The lines to extract begin at the one containing "Reviewer note: check that every instance of the shrub" and run to the end of the listing; set them down exactly and alone.

#####

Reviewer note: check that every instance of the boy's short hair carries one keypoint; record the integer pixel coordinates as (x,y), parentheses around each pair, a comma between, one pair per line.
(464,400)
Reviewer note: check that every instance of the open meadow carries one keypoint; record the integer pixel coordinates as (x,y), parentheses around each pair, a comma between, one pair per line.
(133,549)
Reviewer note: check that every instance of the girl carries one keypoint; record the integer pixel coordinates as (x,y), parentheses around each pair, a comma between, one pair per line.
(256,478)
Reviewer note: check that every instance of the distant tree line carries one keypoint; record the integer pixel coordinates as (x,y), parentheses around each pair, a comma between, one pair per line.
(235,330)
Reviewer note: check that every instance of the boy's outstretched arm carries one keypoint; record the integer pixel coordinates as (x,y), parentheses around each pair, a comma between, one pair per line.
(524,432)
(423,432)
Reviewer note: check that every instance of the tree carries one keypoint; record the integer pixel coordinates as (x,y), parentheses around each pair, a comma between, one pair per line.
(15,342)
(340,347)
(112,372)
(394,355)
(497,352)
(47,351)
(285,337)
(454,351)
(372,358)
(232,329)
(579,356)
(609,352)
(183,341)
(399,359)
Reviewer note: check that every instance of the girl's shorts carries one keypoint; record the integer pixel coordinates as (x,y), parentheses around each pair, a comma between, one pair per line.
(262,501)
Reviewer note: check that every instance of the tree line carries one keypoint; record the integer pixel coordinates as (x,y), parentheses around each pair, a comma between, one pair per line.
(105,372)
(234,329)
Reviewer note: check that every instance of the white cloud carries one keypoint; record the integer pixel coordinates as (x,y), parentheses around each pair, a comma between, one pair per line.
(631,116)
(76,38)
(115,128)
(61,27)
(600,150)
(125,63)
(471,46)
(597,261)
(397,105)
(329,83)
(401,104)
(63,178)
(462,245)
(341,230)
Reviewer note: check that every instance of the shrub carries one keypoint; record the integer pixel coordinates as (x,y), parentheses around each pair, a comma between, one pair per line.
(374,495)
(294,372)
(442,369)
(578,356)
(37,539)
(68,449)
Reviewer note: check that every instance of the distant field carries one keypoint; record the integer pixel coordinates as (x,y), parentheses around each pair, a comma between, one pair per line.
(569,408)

#####

## [ANSWER SECTION]
Reviewer note: check that every instance of the shrub carries one keypoint; record the integer pixel coordinates as (x,y), parentheses around each pair, a comma between, one pair per line.
(374,495)
(294,372)
(442,369)
(578,356)
(37,539)
(68,449)
Reviewer note: check that every instance of the distant field carries one keypoint; record the integer pixel coordinates as (x,y), parentheses around each pair, a comma between, one pair per line.
(569,408)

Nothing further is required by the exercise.